### INSTRUCTIONS FOR THE TASK
Search the data for "strap". Return each matching line.

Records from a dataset
# # # # # # #

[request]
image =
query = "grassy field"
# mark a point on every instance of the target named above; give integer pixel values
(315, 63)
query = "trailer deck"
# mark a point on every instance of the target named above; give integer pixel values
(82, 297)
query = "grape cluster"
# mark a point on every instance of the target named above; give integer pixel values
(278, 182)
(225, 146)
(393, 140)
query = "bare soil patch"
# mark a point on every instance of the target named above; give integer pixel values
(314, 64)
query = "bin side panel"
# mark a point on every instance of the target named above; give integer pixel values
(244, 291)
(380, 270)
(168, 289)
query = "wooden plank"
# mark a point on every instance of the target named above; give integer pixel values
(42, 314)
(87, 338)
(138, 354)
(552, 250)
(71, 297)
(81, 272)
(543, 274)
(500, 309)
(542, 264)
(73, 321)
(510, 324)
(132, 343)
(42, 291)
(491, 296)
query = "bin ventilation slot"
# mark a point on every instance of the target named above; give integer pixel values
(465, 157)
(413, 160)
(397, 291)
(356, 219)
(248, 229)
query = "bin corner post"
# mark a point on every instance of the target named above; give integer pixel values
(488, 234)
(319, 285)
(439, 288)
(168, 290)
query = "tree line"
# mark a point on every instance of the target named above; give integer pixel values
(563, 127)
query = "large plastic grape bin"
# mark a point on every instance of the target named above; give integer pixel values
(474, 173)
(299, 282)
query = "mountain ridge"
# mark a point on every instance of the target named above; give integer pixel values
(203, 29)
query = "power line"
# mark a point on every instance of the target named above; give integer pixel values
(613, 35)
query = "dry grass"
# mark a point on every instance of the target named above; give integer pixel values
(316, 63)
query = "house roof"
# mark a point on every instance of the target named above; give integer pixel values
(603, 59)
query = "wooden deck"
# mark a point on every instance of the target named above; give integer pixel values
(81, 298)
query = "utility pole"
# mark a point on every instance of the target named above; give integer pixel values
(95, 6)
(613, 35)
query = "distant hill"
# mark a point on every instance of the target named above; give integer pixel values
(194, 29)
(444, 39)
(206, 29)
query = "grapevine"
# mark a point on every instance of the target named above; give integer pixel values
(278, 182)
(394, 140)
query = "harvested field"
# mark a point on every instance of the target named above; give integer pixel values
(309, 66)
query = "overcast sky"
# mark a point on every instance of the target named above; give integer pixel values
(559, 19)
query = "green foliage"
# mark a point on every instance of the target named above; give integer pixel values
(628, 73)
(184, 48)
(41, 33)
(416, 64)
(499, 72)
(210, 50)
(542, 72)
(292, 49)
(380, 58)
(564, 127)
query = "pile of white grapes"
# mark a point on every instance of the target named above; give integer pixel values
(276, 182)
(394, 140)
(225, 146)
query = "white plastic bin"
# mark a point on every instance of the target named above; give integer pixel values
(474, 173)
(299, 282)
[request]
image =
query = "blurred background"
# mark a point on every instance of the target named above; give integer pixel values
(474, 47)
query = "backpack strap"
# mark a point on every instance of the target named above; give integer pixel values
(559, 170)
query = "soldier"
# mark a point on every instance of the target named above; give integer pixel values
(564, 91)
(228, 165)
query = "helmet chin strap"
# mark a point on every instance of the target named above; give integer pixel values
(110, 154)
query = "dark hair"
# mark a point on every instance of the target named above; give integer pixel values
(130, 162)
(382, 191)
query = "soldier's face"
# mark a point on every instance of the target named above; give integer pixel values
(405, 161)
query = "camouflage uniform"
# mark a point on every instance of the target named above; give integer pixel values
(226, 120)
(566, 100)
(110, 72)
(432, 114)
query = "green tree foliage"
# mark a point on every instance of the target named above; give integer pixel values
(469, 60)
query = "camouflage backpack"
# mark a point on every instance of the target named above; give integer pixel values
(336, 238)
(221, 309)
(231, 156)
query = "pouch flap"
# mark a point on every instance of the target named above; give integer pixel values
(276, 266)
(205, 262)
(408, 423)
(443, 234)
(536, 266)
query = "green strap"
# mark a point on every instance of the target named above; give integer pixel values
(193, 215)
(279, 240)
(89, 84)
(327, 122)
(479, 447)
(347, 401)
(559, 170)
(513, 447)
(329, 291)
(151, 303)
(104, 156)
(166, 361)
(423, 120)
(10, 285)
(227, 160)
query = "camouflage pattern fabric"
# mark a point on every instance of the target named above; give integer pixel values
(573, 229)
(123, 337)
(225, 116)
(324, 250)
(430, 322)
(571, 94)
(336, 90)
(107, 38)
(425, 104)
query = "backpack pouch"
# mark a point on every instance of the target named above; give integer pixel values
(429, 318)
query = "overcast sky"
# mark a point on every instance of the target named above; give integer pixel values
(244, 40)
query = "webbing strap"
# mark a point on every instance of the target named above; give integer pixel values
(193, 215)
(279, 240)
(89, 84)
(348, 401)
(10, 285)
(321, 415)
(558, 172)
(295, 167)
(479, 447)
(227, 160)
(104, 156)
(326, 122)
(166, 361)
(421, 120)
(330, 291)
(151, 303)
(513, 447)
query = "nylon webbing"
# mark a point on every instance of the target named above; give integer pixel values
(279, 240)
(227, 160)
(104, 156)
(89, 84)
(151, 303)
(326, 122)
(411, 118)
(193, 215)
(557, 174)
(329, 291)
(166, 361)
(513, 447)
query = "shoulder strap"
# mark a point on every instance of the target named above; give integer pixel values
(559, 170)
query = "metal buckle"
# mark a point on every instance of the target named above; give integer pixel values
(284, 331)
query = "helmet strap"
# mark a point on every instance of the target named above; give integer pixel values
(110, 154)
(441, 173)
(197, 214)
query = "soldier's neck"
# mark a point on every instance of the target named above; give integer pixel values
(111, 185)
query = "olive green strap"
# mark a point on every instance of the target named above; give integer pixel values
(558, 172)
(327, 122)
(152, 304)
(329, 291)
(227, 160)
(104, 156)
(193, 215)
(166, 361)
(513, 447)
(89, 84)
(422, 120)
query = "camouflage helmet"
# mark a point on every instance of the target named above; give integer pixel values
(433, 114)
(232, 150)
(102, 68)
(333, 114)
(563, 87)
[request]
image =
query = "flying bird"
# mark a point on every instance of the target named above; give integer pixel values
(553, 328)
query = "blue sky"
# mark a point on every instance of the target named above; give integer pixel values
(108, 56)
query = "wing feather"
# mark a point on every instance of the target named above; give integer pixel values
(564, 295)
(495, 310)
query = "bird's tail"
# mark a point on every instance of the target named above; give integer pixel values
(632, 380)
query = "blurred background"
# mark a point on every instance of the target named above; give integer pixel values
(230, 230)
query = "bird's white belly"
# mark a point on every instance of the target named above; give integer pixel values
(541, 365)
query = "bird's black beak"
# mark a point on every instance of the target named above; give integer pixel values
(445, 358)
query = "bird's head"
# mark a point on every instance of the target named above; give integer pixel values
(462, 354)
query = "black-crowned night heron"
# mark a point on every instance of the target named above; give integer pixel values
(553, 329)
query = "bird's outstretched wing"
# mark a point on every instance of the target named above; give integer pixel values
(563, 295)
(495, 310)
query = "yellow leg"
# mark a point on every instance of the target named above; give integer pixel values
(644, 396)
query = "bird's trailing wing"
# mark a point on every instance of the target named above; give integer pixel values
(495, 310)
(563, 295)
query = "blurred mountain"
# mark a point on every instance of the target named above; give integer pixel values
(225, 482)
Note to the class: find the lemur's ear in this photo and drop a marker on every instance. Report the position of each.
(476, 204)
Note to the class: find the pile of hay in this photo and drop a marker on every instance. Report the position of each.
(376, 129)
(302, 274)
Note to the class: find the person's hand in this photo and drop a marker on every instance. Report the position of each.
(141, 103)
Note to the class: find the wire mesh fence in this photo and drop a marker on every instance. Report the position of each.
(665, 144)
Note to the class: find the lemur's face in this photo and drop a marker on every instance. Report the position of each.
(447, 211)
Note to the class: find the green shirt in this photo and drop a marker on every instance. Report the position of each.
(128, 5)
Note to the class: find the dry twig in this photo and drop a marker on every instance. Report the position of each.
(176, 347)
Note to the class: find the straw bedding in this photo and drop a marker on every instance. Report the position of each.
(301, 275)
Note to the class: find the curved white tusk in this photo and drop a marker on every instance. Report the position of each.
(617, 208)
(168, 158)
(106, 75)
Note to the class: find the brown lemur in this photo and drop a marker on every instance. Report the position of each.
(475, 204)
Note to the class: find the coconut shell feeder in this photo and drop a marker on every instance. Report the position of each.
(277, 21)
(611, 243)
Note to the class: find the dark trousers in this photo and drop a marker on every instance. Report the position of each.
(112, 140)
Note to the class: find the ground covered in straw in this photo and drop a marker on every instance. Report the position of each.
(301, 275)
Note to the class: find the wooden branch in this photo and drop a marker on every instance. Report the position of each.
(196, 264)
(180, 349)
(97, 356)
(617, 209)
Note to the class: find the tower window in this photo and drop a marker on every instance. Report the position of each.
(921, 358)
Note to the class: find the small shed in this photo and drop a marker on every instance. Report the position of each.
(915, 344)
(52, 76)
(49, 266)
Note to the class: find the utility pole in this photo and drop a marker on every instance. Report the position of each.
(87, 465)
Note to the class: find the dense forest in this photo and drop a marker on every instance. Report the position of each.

# # # # # # #

### REPLY TO THE TASK
query = "backpack strap"
query = "helmet chin strap"
query = "green strap"
query = "webbing strap"
query = "shoulder strap"
query = "helmet strap"
query = "olive green strap"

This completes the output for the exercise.